* **Data for the task**:
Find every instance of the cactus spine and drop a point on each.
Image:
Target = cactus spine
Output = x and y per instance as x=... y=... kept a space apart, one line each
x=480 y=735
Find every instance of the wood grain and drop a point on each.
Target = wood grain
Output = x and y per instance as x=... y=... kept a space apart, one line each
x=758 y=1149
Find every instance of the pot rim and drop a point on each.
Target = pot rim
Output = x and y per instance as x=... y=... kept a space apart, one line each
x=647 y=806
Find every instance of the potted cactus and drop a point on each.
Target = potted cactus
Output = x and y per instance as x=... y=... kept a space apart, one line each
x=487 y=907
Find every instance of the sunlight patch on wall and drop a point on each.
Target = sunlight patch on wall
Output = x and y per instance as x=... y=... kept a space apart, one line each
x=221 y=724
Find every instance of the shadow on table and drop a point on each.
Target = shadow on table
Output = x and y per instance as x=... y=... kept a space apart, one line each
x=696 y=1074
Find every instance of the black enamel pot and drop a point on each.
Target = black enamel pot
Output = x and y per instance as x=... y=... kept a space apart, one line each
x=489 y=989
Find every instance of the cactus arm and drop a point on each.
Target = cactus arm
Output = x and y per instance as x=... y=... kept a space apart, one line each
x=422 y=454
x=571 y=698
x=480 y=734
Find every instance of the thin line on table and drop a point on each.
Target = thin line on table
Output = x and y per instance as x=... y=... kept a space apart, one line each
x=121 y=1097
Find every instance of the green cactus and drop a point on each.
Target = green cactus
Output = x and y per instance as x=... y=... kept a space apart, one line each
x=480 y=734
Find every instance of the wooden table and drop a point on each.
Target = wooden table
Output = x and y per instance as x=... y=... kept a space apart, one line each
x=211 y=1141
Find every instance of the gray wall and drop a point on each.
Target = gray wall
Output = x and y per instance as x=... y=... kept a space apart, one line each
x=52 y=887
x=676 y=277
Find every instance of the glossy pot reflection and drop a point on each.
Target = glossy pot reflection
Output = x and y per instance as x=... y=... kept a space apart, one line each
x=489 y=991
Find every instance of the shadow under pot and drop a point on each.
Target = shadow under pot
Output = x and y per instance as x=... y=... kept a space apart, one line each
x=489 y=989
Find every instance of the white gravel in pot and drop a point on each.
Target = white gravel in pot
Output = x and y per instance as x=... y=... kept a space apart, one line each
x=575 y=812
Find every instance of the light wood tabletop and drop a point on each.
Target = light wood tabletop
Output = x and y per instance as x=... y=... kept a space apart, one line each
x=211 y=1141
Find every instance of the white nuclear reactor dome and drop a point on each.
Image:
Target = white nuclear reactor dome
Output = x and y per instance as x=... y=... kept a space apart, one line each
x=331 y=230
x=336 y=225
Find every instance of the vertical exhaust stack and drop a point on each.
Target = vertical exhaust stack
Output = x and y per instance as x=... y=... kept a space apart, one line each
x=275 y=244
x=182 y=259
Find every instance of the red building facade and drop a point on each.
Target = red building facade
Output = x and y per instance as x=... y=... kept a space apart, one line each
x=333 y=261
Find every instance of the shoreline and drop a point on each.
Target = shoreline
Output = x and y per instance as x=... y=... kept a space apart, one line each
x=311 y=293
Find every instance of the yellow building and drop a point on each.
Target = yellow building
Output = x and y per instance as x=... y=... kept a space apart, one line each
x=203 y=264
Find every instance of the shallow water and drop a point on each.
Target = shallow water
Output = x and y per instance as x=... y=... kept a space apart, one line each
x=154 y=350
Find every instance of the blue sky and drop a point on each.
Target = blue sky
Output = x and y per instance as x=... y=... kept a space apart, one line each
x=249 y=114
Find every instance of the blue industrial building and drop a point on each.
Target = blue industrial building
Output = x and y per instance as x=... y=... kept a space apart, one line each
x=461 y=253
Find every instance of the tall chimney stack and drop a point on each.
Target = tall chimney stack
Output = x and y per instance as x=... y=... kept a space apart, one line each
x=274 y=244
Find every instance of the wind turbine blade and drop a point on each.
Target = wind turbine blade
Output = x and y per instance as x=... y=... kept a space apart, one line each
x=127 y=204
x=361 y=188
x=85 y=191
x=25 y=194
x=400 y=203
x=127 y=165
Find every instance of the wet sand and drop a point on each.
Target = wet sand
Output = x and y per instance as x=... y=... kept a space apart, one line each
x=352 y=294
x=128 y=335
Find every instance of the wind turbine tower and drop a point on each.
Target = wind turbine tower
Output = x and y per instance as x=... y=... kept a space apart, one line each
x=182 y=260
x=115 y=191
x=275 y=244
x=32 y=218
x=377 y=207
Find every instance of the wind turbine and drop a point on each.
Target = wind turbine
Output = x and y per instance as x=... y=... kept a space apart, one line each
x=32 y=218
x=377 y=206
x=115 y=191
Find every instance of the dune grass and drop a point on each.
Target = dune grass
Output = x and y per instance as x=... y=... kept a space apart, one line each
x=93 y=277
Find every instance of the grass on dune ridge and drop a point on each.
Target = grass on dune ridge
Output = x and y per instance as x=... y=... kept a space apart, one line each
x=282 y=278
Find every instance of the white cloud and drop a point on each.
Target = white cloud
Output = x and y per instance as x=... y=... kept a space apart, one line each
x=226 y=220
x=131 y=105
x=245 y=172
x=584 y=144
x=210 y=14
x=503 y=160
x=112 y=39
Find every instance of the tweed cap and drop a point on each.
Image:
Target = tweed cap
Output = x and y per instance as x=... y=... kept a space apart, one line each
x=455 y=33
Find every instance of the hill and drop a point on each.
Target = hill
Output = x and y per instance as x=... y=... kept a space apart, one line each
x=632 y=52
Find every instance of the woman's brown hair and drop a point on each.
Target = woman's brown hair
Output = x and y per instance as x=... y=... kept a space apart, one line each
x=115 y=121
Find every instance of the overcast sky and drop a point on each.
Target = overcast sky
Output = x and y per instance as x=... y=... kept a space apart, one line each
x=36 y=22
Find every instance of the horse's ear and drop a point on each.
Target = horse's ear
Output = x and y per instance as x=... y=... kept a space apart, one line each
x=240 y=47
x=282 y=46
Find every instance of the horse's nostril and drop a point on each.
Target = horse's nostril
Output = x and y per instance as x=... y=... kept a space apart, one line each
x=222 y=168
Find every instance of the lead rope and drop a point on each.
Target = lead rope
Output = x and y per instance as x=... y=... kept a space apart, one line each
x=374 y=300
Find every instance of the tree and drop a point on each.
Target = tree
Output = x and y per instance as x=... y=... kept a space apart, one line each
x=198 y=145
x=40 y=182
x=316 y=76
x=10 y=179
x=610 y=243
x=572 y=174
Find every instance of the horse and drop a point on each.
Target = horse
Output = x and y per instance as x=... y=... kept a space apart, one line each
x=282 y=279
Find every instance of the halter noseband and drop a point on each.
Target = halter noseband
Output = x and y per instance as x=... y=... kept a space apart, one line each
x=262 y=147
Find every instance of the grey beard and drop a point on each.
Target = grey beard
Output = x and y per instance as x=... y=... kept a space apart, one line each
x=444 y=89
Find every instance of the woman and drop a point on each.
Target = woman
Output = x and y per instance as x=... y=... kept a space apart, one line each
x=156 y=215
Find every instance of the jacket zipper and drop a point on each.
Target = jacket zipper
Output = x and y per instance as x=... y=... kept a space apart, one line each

* **Given request**: Please reproduce all of the records above word for word, without changing anything.

* **Correct result**:
Find every instance of the cactus spine and drop a point on each.
Image:
Target = cactus spine
Output = x and y per instance as x=... y=... kept a space apart, one line each
x=480 y=735
Find every instance of the wood grain and drop a point on each.
Target = wood grain
Output = x and y per instance as x=... y=... kept a space apart, one line each
x=758 y=1149
Find every instance of the pot rim and drop a point on each.
Target = pot rim
Output = x and y per instance as x=... y=... kept a space apart, one line each
x=647 y=806
Find every instance of the potted cactus and drop a point on each.
Target = potted cactus
Output = x and y per instance as x=... y=... kept a space apart, one line each
x=487 y=907
Find every instance of the sunlight patch on wall and drop a point on each.
Target = sunlight patch on wall
Output = x and y per instance as x=... y=... kept a space apart, one line each
x=221 y=724
Find every instance of the shadow on table and drop a point on each.
Target = shadow on table
Output = x and y per instance as x=... y=... kept a space apart, one line each
x=696 y=1074
Find every instance of the black enamel pot and drop a point on each.
Target = black enamel pot
Output = x and y per instance as x=... y=... kept a space apart, one line each
x=489 y=989
Find every instance of the cactus arm and drop a point on each.
Target = cactus arm
Output = x and y per instance as x=... y=... kept a space apart, one line each
x=422 y=454
x=571 y=698
x=480 y=734
Find every instance of the thin line on table and drop a point on each.
Target = thin line on table
Output = x and y per instance as x=... y=... kept a space apart, one line each
x=121 y=1097
Find every instance of the green cactus and drop a point on each.
Target = green cactus
Output = x and y per instance as x=... y=... kept a space apart, one line each
x=480 y=734
Find every instance of the wooden table and drop a point on each.
Target = wooden table
Output = x and y per instance as x=... y=... kept a space apart, one line each
x=211 y=1141
Find every instance of the gray wall and drop a point on each.
Target = gray wall
Output = x and y per instance as x=... y=... kept a space apart, one line each
x=52 y=887
x=676 y=277
Find every instance of the glossy pot reflection and drop a point on each.
Target = glossy pot reflection
Output = x and y per instance as x=... y=... kept a space apart, one line each
x=489 y=991
Find every instance of the shadow under pot and drop a point on each.
Target = shadow under pot
Output = x and y per instance as x=... y=... kept a space apart, one line each
x=489 y=989
Find every instance of the white gravel in pot and drop a point on each.
Target = white gravel in pot
Output = x and y per instance as x=... y=... kept a space apart, one line each
x=575 y=812
Find every instance of the light wood tabletop and drop a point on each.
Target = light wood tabletop
Output = x and y per instance as x=... y=... kept a space apart, one line each
x=211 y=1141
Find every instance of the white nuclear reactor dome and drop a point on each.
Image:
Target = white nuclear reactor dome
Output = x and y per instance as x=... y=... kept a space apart, one line each
x=331 y=230
x=336 y=225
Find every instance of the vertical exhaust stack and drop a point on each.
Target = vertical exhaust stack
Output = x and y per instance as x=... y=... kept a space apart, one line each
x=275 y=244
x=182 y=259
Find every instance of the red building facade and drop a point on each.
Target = red building facade
Output = x and y per instance as x=... y=... kept a space apart, one line each
x=333 y=261
Find every instance of the shoreline and drop a point on each.
Target = shoreline
Output = x and y per instance as x=... y=... kept a space apart, one line each
x=311 y=293
Find every instance of the yellow building and drop a point on each.
Target = yellow building
Output = x and y per instance as x=... y=... kept a space apart, one line each
x=203 y=264
Find every instance of the shallow water and drop a point on each.
Target = shallow water
Output = x and y per instance as x=... y=... kept a space apart, one line each
x=154 y=350
Find every instance of the blue sky and drop a point on each.
Target = blue sky
Output = x and y per instance as x=... y=... kept a space apart, one line each
x=249 y=114
Find every instance of the blue industrial building and drop a point on each.
Target = blue industrial building
Output = x and y per instance as x=... y=... kept a space apart, one line each
x=461 y=253
Find every instance of the tall chimney stack and drop a point on each.
Target = tall chimney stack
Output = x and y per instance as x=... y=... kept a space apart, one line each
x=274 y=244
Find every instance of the wind turbine blade and drop a point on each.
Target = wind turbine blade
Output = x and y per instance as x=... y=... kept a space apart, one line each
x=127 y=204
x=361 y=188
x=85 y=191
x=25 y=194
x=400 y=203
x=127 y=165
Find every instance of the wet sand and drop a point on each.
Target = wet sand
Output = x and y per instance as x=... y=... kept a space apart, one line each
x=352 y=294
x=128 y=335
Find every instance of the wind turbine tower and drop a point on each.
Target = wind turbine tower
Output = x and y per instance as x=... y=... kept a space apart, one line each
x=182 y=260
x=115 y=191
x=275 y=244
x=32 y=218
x=377 y=207
Find every instance of the wind turbine and drop a point on each.
Target = wind turbine
Output = x and y per instance as x=... y=... kept a space apart, one line each
x=32 y=218
x=377 y=206
x=115 y=191
Find every instance of the dune grass and drop a point on each.
Target = dune grass
Output = x and y per instance as x=... y=... kept a space apart, one line each
x=93 y=277
Find every instance of the grass on dune ridge and drop a point on each.
Target = grass on dune ridge
Output = x and y per instance as x=... y=... kept a space apart, one line each
x=282 y=278
Find every instance of the white cloud and drop a point on each.
Target = white cloud
Output = x and y per instance as x=... y=... kept a space apart, one line each
x=226 y=220
x=131 y=105
x=245 y=172
x=584 y=144
x=210 y=14
x=503 y=160
x=112 y=39
Find every instance of the tweed cap and drop a point on each.
Image:
Target = tweed cap
Output = x and y per instance as x=... y=... kept a space apart, one line each
x=455 y=33
Find every instance of the hill and drop a point on each.
Target = hill
Output = x and y per instance as x=... y=... kept a space apart, one line each
x=632 y=52
Find every instance of the woman's brown hair and drop a point on each.
Target = woman's brown hair
Output = x and y per instance as x=... y=... kept a space apart, one line each
x=115 y=121
Find every instance of the overcast sky and drop a point on each.
Target = overcast sky
Output = x and y per instance as x=... y=... kept a space apart, one line each
x=36 y=22
Find every instance of the horse's ear and drop a point on each.
Target = horse's ear
Output = x and y per instance as x=... y=... kept a space apart, one line each
x=240 y=47
x=282 y=46
Find every instance of the horse's nostril and drop a point on each.
Target = horse's nostril
Output = x and y per instance as x=... y=... kept a space apart, one line each
x=222 y=168
Find every instance of the lead rope and drop a point on each.
Target = lead rope
Output = x and y per instance as x=... y=... kept a space apart, one line each
x=374 y=300
Find every instance of the tree and drop a point on each.
Target = tree
Output = x and y per instance as x=... y=... kept a space apart, one line each
x=198 y=145
x=40 y=182
x=316 y=76
x=10 y=179
x=610 y=243
x=572 y=174
Find every instance of the horse and drop a point on each.
Target = horse
Output = x and y per instance as x=... y=... kept a space apart, one line each
x=282 y=279
Find every instance of the halter noseband and drop a point on each.
Target = halter noseband
Output = x and y per instance as x=... y=... kept a space apart, one line each
x=262 y=147
Find every instance of the grey beard and drop a point on each.
Target = grey beard
Output = x and y per instance as x=... y=... kept a space apart, one line each
x=444 y=89
Find every instance of the woman and drop a point on each.
Target = woman
Output = x and y per instance as x=... y=... kept a space apart, one line each
x=156 y=215
Find every instance of the jacket zipper and drop a point on each.
Target = jacket zipper
Output = x and y per instance as x=... y=... kept a space apart, one line each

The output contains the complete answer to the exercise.